Required task | Rewrite the items from the start through the line containing "column 180, row 162", replacing "gray mitten" with "wool mitten" and changing nothing else. Leave the pictures out of your answer.

Material provided |
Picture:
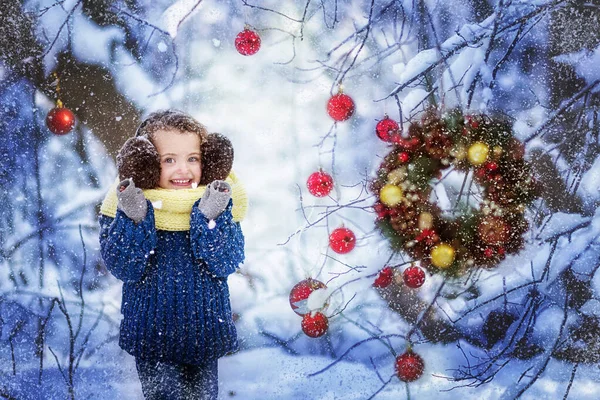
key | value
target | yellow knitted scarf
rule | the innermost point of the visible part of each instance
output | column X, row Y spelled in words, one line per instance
column 172, row 207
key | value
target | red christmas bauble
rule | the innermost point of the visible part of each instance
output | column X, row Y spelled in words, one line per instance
column 413, row 277
column 493, row 231
column 386, row 129
column 319, row 184
column 314, row 324
column 300, row 292
column 340, row 107
column 384, row 278
column 247, row 42
column 60, row 120
column 342, row 240
column 409, row 366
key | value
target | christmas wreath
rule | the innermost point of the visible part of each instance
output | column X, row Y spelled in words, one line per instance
column 484, row 149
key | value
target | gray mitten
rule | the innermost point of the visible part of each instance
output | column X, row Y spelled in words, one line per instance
column 215, row 199
column 131, row 200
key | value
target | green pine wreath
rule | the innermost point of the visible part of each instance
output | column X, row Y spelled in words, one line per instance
column 469, row 237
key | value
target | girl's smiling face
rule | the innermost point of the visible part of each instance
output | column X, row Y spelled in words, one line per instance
column 180, row 162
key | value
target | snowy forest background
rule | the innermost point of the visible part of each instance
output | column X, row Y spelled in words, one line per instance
column 529, row 328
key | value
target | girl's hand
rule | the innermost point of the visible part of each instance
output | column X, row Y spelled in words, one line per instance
column 131, row 200
column 215, row 199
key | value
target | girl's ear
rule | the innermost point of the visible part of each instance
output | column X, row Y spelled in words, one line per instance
column 217, row 158
column 139, row 160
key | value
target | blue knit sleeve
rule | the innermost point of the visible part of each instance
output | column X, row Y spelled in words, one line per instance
column 125, row 246
column 222, row 247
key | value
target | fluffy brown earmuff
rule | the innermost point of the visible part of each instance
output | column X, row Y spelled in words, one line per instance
column 139, row 160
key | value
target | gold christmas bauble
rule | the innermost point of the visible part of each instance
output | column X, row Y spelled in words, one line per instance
column 459, row 152
column 477, row 153
column 425, row 221
column 442, row 255
column 397, row 176
column 391, row 195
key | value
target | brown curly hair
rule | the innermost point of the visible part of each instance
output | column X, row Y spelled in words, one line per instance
column 139, row 160
column 171, row 120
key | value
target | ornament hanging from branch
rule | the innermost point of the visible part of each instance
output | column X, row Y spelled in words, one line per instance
column 342, row 240
column 319, row 183
column 247, row 42
column 315, row 324
column 340, row 106
column 60, row 120
column 409, row 366
column 386, row 129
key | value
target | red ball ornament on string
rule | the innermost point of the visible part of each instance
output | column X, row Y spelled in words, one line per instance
column 60, row 120
column 319, row 184
column 340, row 107
column 315, row 324
column 386, row 129
column 300, row 292
column 384, row 278
column 409, row 366
column 247, row 42
column 413, row 277
column 342, row 240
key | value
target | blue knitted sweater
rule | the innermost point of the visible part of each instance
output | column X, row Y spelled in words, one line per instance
column 175, row 302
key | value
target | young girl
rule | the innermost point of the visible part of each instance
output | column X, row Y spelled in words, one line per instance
column 173, row 246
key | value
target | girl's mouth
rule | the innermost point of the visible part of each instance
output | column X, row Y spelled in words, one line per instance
column 181, row 182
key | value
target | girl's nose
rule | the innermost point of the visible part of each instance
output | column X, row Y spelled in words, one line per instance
column 183, row 167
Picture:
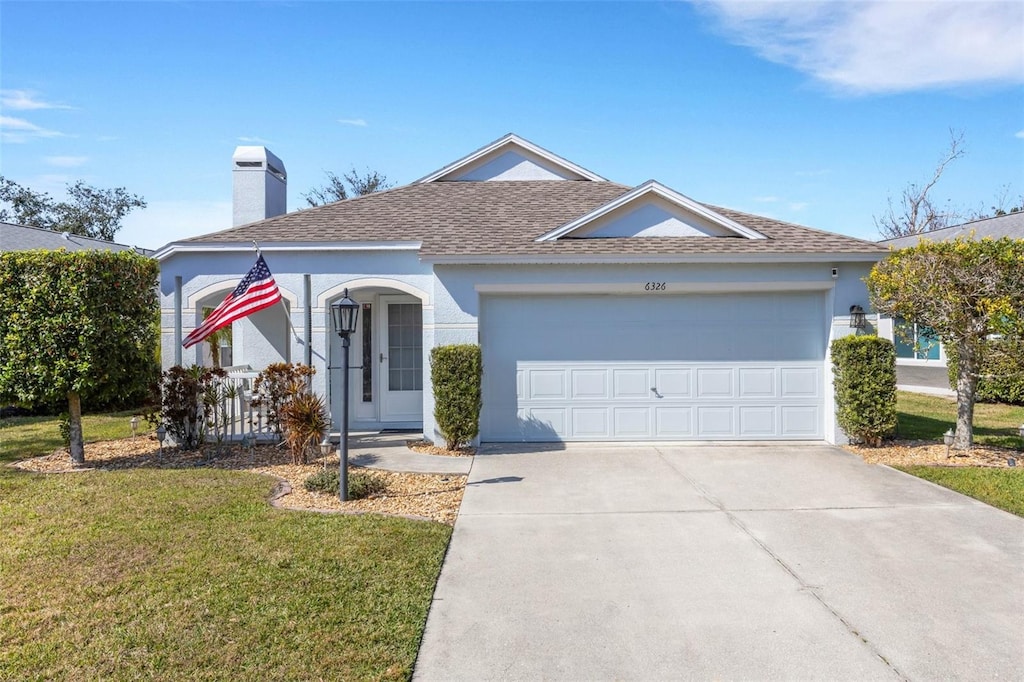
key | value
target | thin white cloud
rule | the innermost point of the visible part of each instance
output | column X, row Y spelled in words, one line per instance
column 814, row 173
column 165, row 221
column 66, row 162
column 878, row 46
column 19, row 130
column 24, row 100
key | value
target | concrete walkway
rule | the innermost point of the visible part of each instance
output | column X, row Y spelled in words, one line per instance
column 722, row 562
column 388, row 451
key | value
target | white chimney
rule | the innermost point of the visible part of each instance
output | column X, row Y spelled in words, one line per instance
column 260, row 184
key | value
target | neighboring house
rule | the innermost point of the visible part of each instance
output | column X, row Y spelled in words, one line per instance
column 23, row 238
column 603, row 311
column 921, row 359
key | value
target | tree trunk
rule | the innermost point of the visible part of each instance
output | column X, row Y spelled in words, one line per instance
column 967, row 385
column 75, row 418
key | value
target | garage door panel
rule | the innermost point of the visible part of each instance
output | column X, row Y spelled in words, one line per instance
column 758, row 421
column 757, row 382
column 716, row 422
column 590, row 384
column 674, row 422
column 715, row 382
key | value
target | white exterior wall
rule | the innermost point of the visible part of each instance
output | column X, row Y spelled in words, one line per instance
column 208, row 276
column 457, row 295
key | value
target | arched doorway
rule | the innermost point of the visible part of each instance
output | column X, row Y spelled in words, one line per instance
column 386, row 357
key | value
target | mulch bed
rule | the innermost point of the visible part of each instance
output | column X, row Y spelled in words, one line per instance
column 928, row 453
column 415, row 496
column 427, row 448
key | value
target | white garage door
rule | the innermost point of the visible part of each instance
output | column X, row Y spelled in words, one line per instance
column 727, row 367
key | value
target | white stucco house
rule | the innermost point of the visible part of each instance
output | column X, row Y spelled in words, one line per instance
column 921, row 358
column 603, row 311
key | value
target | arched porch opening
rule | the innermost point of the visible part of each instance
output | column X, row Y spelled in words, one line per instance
column 387, row 360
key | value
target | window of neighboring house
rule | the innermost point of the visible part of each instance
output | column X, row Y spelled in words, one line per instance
column 916, row 341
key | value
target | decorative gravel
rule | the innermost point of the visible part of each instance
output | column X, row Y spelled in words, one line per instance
column 417, row 496
column 909, row 453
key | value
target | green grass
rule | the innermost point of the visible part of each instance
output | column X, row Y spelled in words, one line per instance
column 172, row 573
column 928, row 417
column 151, row 573
column 30, row 436
column 999, row 487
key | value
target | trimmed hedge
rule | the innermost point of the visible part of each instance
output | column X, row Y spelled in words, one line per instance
column 456, row 372
column 1001, row 375
column 864, row 368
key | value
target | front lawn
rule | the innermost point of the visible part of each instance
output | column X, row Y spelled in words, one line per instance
column 928, row 417
column 189, row 573
column 22, row 437
column 999, row 487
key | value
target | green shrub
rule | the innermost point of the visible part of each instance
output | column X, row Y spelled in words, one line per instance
column 360, row 484
column 1000, row 378
column 456, row 372
column 186, row 394
column 275, row 385
column 304, row 420
column 864, row 369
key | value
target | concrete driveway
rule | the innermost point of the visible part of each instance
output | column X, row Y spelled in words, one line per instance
column 776, row 562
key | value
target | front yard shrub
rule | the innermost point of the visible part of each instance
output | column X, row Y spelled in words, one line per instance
column 276, row 385
column 456, row 372
column 185, row 402
column 1000, row 378
column 304, row 421
column 864, row 369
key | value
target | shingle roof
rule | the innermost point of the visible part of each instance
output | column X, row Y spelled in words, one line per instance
column 1011, row 225
column 24, row 238
column 505, row 218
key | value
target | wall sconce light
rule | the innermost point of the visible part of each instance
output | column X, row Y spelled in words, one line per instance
column 857, row 317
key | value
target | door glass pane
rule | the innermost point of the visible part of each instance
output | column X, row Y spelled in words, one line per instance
column 404, row 332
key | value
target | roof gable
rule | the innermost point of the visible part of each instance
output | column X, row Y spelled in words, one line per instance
column 651, row 210
column 509, row 159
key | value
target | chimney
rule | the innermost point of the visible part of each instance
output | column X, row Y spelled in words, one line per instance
column 260, row 184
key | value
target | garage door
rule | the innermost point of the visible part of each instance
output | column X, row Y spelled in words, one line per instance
column 728, row 367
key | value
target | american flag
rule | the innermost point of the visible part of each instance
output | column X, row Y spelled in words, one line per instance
column 256, row 291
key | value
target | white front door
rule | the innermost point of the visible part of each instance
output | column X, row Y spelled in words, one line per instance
column 400, row 358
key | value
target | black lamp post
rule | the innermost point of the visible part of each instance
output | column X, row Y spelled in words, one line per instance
column 344, row 312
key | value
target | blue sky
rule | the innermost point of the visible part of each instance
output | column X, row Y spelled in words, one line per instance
column 807, row 112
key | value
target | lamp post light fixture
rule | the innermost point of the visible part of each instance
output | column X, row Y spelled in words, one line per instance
column 345, row 312
column 947, row 438
column 857, row 318
column 161, row 435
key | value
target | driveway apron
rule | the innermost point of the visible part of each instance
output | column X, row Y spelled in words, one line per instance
column 759, row 562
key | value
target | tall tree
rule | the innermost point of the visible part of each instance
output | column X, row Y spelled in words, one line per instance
column 77, row 326
column 349, row 184
column 966, row 291
column 916, row 212
column 88, row 211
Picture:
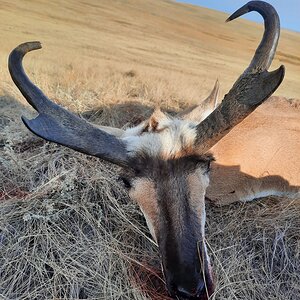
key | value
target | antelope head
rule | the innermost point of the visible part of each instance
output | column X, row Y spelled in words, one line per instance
column 165, row 159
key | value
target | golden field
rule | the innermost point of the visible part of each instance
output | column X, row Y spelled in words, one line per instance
column 67, row 227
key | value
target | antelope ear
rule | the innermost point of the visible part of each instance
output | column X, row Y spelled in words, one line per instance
column 200, row 112
column 157, row 122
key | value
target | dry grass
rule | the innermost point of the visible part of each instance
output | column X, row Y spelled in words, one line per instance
column 67, row 227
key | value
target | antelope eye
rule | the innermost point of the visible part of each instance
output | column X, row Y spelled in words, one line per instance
column 126, row 182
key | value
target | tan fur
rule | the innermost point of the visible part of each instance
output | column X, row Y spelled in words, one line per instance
column 143, row 192
column 260, row 156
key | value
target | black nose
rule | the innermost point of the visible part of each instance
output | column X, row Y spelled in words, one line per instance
column 190, row 294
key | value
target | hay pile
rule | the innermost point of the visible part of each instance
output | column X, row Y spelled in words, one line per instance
column 69, row 231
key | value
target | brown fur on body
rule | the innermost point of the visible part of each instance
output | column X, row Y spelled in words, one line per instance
column 259, row 157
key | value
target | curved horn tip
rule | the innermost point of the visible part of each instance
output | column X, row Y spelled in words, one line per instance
column 28, row 46
column 241, row 11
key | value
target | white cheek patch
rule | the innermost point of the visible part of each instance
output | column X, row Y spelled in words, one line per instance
column 198, row 183
column 174, row 139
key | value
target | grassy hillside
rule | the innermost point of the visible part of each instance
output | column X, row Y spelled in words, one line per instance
column 67, row 227
column 169, row 39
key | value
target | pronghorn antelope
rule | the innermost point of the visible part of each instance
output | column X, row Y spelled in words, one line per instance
column 166, row 160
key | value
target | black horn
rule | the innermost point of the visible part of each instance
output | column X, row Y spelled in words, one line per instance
column 252, row 88
column 58, row 125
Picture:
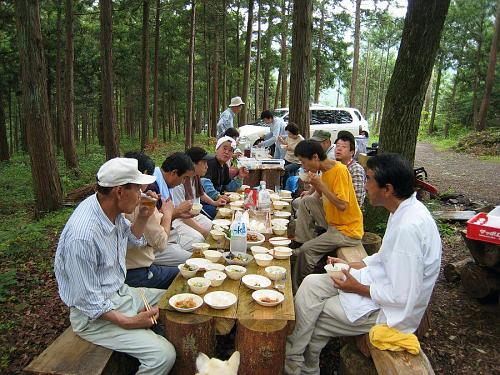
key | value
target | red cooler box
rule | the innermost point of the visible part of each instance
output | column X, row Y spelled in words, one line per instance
column 485, row 227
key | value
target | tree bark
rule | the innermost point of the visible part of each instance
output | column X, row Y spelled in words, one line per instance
column 318, row 53
column 190, row 84
column 301, row 65
column 69, row 147
column 257, row 63
column 246, row 71
column 108, row 125
column 435, row 99
column 155, row 71
column 419, row 44
column 355, row 61
column 490, row 75
column 145, row 75
column 35, row 114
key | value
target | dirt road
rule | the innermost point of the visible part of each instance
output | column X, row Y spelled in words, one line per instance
column 460, row 173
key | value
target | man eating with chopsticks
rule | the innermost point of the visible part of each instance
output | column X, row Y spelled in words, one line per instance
column 90, row 270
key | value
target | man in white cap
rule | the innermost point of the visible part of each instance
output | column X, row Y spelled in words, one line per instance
column 90, row 269
column 217, row 179
column 226, row 118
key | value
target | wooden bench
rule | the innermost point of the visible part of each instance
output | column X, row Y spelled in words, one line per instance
column 387, row 362
column 70, row 354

Correct response |
Picture:
key | value
target | yellow knitted scarf
rule | the innermost point of the visible part of each instance
output | column X, row Y spelled in words, one line per instance
column 172, row 207
key | value
target | red christmas bauble
rule | the innermost point of the visible part of each instance
output | column X, row Y spelled in words, one line per instance
column 413, row 277
column 493, row 231
column 386, row 129
column 319, row 184
column 314, row 324
column 300, row 292
column 340, row 107
column 384, row 278
column 247, row 42
column 60, row 120
column 342, row 240
column 409, row 366
key | value
target | christmas wreath
rule | the innermost point of the visible part of each instance
output | column X, row Y spelled in words, one line per instance
column 484, row 149
key | value
target | wool mitten
rule | the innermost point of the visible part of each instance
output | column X, row Y spelled in words, one line per instance
column 215, row 199
column 131, row 200
key | value
target | green pine wreath
rule | the innermost point of the visible part of each instance
output | column X, row Y spelled in words, one line per instance
column 469, row 237
key | value
target | girl's smiling face
rule | the innermost point of the visible part of each instance
output | column X, row Y spelled in words, one line per instance
column 180, row 162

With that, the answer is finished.